*EXERCISE DIRECTIONS*:
Print exactly, and only, the lines running from the line containing "Where can you spot the curving" through the end of the records below.

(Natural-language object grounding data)
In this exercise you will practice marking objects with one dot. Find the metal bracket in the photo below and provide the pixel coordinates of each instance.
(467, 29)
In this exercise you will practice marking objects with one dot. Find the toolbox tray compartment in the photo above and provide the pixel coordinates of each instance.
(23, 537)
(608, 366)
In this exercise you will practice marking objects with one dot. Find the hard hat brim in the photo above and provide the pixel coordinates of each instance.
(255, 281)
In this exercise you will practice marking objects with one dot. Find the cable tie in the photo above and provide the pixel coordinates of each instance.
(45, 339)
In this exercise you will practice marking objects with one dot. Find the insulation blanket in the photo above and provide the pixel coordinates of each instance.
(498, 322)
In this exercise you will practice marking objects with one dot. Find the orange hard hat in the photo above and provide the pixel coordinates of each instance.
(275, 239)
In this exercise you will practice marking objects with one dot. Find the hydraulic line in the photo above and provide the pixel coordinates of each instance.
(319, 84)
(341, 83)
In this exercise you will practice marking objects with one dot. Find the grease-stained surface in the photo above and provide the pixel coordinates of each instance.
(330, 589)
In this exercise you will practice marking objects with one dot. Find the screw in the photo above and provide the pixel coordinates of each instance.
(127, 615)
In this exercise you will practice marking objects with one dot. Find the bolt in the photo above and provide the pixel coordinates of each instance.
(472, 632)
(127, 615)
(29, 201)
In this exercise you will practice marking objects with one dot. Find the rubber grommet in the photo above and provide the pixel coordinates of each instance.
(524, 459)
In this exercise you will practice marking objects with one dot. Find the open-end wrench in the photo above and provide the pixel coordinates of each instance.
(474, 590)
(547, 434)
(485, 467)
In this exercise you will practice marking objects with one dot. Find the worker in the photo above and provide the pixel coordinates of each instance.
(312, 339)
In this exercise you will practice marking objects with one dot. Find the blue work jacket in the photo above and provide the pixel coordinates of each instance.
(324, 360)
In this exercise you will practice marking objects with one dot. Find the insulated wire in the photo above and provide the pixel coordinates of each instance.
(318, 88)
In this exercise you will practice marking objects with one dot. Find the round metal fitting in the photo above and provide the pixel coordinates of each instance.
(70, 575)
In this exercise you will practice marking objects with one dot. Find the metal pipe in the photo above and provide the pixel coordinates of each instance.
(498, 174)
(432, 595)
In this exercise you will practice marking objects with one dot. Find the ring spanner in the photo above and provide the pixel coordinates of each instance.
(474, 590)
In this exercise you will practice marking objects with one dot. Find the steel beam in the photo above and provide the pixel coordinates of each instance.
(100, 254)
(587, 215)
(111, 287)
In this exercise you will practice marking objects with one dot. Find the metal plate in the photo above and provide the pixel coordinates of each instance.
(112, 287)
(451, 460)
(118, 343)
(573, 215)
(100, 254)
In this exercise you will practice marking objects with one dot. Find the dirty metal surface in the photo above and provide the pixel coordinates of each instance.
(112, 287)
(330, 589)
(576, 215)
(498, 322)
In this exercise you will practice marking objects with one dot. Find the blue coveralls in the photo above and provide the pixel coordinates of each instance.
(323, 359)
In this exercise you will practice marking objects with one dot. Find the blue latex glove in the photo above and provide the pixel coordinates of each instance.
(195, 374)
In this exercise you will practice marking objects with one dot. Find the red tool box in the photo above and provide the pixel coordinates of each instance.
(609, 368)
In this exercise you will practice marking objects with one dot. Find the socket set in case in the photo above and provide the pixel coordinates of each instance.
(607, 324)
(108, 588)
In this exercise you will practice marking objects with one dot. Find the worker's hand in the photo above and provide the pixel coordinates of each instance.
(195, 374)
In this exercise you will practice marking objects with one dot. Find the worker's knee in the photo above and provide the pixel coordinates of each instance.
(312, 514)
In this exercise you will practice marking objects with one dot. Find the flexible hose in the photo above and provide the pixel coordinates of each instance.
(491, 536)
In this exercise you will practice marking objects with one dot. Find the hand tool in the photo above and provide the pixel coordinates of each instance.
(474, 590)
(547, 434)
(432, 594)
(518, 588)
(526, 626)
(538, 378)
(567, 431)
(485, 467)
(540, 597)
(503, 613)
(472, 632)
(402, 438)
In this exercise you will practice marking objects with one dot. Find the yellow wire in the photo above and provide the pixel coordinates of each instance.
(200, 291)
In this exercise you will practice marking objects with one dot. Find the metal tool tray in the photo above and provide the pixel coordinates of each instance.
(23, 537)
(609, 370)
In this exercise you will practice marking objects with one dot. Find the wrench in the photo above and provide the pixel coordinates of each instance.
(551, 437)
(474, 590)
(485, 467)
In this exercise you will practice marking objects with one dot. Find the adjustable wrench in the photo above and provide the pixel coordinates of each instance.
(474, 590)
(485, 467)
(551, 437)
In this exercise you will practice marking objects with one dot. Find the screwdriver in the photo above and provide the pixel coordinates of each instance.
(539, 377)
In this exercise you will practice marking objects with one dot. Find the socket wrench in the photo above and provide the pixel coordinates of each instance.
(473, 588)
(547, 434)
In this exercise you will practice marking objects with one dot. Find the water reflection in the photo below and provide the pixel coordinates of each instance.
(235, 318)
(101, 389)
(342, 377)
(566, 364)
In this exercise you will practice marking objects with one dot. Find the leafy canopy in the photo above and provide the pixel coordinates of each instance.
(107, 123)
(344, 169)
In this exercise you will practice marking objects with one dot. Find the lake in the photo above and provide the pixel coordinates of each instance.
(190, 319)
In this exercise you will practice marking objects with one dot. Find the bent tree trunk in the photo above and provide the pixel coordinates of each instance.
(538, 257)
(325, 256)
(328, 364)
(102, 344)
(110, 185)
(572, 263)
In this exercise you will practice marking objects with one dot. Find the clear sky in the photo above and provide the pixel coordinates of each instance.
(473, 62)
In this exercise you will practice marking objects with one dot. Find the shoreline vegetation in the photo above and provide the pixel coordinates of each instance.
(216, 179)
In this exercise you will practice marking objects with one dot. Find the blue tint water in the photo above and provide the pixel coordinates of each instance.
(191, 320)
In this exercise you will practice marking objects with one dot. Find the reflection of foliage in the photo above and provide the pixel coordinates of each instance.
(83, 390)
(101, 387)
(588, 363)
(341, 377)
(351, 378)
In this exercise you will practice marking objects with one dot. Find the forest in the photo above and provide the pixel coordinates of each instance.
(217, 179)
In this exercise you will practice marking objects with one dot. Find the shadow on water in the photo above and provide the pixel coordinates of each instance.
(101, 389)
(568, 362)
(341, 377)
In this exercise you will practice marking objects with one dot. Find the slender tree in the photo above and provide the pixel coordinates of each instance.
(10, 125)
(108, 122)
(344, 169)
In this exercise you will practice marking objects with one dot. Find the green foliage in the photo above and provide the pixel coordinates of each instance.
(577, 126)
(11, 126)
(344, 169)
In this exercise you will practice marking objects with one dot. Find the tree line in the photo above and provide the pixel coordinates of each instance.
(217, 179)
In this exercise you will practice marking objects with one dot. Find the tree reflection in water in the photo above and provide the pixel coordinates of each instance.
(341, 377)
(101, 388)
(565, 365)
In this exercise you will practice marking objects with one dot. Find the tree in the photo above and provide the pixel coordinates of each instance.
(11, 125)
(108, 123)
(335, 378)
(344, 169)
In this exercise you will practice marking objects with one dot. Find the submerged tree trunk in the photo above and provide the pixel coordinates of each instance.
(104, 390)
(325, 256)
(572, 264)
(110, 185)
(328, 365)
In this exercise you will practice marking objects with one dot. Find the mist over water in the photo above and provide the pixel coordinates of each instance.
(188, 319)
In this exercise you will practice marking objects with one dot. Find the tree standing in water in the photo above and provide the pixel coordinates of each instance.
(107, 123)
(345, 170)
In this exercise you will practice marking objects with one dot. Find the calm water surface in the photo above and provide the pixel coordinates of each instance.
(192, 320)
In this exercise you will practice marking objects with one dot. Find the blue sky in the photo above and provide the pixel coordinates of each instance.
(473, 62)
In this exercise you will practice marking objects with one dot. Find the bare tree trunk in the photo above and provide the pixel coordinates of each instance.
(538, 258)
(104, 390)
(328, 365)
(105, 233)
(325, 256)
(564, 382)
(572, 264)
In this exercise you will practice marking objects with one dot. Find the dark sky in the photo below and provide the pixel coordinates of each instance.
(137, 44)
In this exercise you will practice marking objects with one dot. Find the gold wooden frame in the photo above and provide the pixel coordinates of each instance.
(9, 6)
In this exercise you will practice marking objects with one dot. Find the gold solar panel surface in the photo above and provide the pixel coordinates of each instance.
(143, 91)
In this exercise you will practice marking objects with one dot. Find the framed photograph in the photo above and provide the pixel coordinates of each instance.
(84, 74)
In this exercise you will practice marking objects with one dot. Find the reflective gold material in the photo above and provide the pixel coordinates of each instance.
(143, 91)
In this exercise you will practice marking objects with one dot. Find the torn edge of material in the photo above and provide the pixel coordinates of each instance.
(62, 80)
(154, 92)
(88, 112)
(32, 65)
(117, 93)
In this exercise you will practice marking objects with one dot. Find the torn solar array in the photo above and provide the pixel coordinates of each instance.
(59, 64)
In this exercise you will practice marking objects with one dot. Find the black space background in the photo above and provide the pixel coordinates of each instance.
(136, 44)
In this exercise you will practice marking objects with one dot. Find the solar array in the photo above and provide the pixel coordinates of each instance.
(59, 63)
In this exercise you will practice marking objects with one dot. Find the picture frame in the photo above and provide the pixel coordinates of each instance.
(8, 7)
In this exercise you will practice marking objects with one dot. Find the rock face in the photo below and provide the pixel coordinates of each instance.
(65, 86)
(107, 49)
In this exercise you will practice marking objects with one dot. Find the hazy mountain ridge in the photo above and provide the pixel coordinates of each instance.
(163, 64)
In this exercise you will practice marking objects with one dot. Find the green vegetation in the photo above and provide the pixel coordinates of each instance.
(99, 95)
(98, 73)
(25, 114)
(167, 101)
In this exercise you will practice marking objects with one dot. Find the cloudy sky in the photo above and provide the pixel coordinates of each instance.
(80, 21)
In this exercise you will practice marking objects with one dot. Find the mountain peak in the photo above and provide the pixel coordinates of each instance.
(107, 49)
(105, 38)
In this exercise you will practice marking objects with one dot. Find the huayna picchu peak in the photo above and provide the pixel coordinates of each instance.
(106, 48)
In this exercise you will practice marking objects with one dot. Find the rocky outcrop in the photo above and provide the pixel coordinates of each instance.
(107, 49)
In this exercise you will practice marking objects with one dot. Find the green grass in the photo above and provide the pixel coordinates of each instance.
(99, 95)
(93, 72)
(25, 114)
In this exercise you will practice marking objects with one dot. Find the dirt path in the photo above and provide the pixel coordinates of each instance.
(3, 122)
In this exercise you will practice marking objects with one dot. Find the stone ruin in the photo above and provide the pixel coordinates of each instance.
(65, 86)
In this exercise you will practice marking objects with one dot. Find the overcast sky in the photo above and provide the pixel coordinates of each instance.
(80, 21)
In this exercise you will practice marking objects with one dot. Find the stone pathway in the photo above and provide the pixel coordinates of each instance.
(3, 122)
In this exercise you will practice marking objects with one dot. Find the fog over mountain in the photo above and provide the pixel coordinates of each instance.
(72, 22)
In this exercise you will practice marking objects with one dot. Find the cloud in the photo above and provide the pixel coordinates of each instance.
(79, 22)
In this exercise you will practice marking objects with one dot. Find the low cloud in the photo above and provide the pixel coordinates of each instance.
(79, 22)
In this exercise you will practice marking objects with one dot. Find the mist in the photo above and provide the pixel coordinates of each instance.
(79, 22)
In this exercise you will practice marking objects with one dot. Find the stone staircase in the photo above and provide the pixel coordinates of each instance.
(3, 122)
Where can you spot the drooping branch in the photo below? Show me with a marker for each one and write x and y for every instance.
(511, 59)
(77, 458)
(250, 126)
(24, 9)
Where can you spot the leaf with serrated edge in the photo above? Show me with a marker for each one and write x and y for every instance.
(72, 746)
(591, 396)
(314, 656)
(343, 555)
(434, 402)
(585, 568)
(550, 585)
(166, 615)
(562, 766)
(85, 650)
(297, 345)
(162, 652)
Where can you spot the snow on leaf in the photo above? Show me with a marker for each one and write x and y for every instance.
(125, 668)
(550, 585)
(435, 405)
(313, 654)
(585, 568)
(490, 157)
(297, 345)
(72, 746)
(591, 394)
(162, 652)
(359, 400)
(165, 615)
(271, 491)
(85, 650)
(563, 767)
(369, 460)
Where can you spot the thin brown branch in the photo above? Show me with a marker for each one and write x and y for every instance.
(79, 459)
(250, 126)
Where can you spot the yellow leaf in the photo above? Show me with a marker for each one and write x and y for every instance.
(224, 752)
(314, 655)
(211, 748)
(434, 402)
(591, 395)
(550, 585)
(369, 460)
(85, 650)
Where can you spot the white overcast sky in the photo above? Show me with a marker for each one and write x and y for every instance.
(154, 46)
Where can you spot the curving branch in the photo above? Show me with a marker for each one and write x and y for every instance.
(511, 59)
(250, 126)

*TASK OUTPUT*:
Where can you spot the curving branch in the photo above? Show me with a marker for each one and write x and y for every instance.
(511, 59)
(250, 126)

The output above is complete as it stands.